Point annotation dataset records
────────────────

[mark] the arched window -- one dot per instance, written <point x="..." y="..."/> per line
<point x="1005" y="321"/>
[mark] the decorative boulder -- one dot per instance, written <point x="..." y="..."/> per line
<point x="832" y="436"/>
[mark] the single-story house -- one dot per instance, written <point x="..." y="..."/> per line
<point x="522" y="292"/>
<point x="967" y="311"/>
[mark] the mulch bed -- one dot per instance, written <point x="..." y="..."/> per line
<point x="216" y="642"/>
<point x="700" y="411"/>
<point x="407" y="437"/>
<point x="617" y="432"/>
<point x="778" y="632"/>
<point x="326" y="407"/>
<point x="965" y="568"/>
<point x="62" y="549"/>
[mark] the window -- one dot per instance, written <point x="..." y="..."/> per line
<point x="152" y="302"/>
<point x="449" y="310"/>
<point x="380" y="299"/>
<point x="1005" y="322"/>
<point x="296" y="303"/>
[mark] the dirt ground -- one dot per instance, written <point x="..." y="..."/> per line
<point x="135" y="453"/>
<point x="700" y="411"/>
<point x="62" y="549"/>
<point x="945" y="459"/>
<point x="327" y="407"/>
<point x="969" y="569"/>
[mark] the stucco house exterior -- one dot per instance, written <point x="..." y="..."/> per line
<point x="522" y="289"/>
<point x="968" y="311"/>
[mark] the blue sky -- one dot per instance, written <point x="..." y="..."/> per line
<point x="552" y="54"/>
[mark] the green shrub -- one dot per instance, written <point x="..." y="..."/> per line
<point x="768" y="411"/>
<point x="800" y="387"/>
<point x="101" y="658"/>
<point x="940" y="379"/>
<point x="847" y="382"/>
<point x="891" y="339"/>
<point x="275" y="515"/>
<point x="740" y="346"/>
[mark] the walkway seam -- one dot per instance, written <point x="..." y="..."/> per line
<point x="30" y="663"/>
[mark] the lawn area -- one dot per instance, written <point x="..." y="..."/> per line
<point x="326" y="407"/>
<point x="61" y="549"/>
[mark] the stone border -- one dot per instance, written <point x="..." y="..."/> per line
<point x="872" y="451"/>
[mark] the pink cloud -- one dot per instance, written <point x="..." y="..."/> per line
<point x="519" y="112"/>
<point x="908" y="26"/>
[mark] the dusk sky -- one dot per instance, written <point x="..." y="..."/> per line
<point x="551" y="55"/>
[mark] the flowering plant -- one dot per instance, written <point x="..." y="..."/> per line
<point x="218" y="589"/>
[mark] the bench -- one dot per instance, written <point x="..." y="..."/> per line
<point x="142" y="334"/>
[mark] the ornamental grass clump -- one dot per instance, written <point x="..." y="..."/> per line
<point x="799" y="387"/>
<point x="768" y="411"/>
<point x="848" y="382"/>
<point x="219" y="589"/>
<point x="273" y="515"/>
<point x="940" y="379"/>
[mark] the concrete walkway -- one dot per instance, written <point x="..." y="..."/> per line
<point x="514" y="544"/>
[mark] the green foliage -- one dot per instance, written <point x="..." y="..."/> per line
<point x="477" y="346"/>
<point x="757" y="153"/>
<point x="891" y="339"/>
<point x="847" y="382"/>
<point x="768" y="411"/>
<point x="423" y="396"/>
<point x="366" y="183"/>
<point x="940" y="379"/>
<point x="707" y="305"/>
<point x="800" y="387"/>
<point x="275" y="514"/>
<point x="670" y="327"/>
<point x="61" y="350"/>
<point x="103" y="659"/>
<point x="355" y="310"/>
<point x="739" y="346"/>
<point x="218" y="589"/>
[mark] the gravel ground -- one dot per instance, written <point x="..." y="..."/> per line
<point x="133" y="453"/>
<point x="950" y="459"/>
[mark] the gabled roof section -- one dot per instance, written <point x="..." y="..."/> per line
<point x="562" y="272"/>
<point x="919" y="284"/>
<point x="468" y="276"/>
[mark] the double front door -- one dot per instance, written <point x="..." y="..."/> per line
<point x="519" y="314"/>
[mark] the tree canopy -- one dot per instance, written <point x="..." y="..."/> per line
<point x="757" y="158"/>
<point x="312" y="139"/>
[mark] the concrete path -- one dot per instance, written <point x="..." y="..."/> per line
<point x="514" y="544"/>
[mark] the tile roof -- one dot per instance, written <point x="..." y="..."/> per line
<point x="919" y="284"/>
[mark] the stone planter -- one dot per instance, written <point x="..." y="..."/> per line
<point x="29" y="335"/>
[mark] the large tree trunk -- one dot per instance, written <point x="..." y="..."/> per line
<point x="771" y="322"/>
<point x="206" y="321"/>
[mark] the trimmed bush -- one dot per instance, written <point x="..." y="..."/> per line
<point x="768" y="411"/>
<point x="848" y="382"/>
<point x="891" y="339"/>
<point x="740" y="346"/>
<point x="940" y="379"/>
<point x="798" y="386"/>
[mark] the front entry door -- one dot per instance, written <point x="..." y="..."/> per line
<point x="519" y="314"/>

────────────────

Set down all of the data above, word for word.

[mark] the arched window -- one dot per instance, written <point x="..." y="..."/> per line
<point x="1005" y="321"/>
[mark] the decorative boulder -- one dot per instance, written <point x="..." y="..."/> per line
<point x="832" y="436"/>
[mark] the single-story house -- one dot per instance, written <point x="..." y="..."/> per line
<point x="522" y="292"/>
<point x="967" y="311"/>
[mark] the mulch bed -- one dot per instance, written <point x="..." y="..."/> per line
<point x="216" y="642"/>
<point x="700" y="411"/>
<point x="407" y="437"/>
<point x="617" y="432"/>
<point x="778" y="632"/>
<point x="326" y="407"/>
<point x="965" y="568"/>
<point x="62" y="549"/>
[mark] the window -- one dot per instance, written <point x="..." y="..."/> per line
<point x="152" y="302"/>
<point x="449" y="310"/>
<point x="380" y="299"/>
<point x="1005" y="322"/>
<point x="296" y="303"/>
[mark] the dirt ground -- one dot per instance, written <point x="..." y="..."/> per line
<point x="135" y="453"/>
<point x="700" y="411"/>
<point x="62" y="549"/>
<point x="945" y="459"/>
<point x="327" y="407"/>
<point x="969" y="569"/>
[mark] the stucco house exterior -- one dot per instance, written <point x="..." y="..."/> per line
<point x="522" y="289"/>
<point x="968" y="311"/>
[mark] the blue sky -- one dot per instance, written <point x="..." y="..."/> per line
<point x="552" y="54"/>
[mark] the green shrub -- one dot per instance, written <point x="..." y="..."/> per line
<point x="768" y="411"/>
<point x="800" y="387"/>
<point x="101" y="658"/>
<point x="940" y="379"/>
<point x="847" y="382"/>
<point x="891" y="339"/>
<point x="275" y="515"/>
<point x="740" y="346"/>
[mark] the walkway seam -- one dot per instance, written <point x="..." y="..."/> per line
<point x="30" y="663"/>
[mark] the lawn area -- one dot per instance, written <point x="..." y="..."/> per line
<point x="326" y="407"/>
<point x="61" y="549"/>
[mark] the stone border -- one dot per instance, written <point x="..." y="..."/> per line
<point x="872" y="451"/>
[mark] the pink cloud -- one dot per instance, written <point x="..." y="..."/> per line
<point x="519" y="112"/>
<point x="908" y="26"/>
[mark] the dusk sky -- one dot per instance, written <point x="..." y="..."/> per line
<point x="551" y="55"/>
[mark] the flowering plant -- one dot per instance, written <point x="..." y="..."/> per line
<point x="218" y="589"/>
[mark] the bench -- one dot per instance, written <point x="..." y="..."/> per line
<point x="142" y="334"/>
[mark] the ornamental grass clump -- one dot per instance, written <point x="..." y="..."/> per line
<point x="799" y="387"/>
<point x="768" y="411"/>
<point x="848" y="382"/>
<point x="219" y="589"/>
<point x="273" y="515"/>
<point x="940" y="379"/>
[mark] the concrete walkway -- one dot per instance, written <point x="..." y="..."/> per line
<point x="514" y="544"/>
[mark] the green foliage -- one dot per instance, written <point x="..." y="..."/> per line
<point x="477" y="346"/>
<point x="757" y="153"/>
<point x="891" y="339"/>
<point x="847" y="382"/>
<point x="768" y="411"/>
<point x="423" y="396"/>
<point x="366" y="183"/>
<point x="940" y="379"/>
<point x="707" y="305"/>
<point x="800" y="387"/>
<point x="275" y="514"/>
<point x="670" y="327"/>
<point x="61" y="350"/>
<point x="103" y="659"/>
<point x="355" y="310"/>
<point x="739" y="346"/>
<point x="218" y="589"/>
[mark] the gravel ground -- one dot per instance, written <point x="..." y="..."/> per line
<point x="133" y="453"/>
<point x="950" y="459"/>
[mark] the gabled roof section -- one dot per instance, written <point x="..." y="..."/> per line
<point x="562" y="272"/>
<point x="919" y="284"/>
<point x="468" y="276"/>
[mark] the double front door -- one dot per instance, written <point x="..." y="..."/> per line
<point x="519" y="314"/>
[mark] the tree canopy -- one dot per instance, written <point x="..." y="..."/> per line
<point x="757" y="158"/>
<point x="312" y="139"/>
[mark] the concrete path -- one dot per instance, written <point x="..." y="..."/> per line
<point x="514" y="544"/>
[mark] the tile roof -- one dot per instance, written <point x="..." y="..."/> per line
<point x="919" y="284"/>
[mark] the stone planter -- one dot per instance, written <point x="..." y="..."/> per line
<point x="29" y="335"/>
[mark] the large tree trunk -- one dot per instance, written <point x="..." y="..."/> per line
<point x="771" y="322"/>
<point x="206" y="321"/>
[mark] the trimmed bush -- one dot per instance, written <point x="..." y="..."/> per line
<point x="768" y="411"/>
<point x="848" y="382"/>
<point x="891" y="339"/>
<point x="740" y="346"/>
<point x="940" y="379"/>
<point x="798" y="386"/>
[mark] the front entry door -- one dot per instance, written <point x="..." y="..."/> per line
<point x="519" y="314"/>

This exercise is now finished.